YOUR OBJECTIVE: Extract every line from the entries below that contains the string "white". Case matters, so uppercase and lowercase letters count as different.

[Collected data entries]
════════

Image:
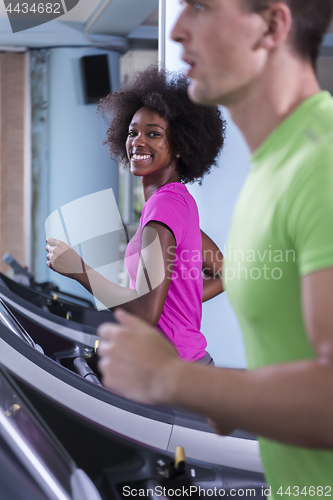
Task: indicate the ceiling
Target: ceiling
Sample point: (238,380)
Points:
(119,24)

════════

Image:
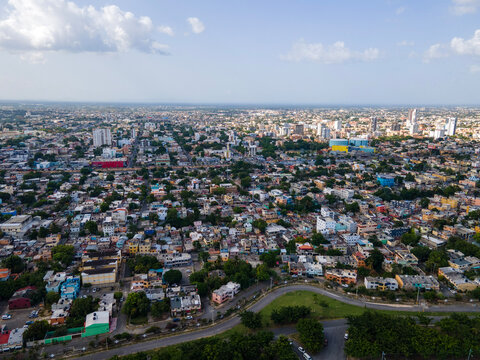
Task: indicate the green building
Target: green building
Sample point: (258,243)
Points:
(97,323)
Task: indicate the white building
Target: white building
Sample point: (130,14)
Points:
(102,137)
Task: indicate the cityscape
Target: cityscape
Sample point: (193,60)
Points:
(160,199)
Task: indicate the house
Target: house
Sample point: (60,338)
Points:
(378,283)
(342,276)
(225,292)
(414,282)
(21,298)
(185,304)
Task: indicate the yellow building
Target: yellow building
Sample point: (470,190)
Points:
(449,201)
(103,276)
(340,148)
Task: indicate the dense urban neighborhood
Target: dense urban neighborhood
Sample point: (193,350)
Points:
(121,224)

════════

EXERCISE RESULT:
Task: indicate the white building
Target: white building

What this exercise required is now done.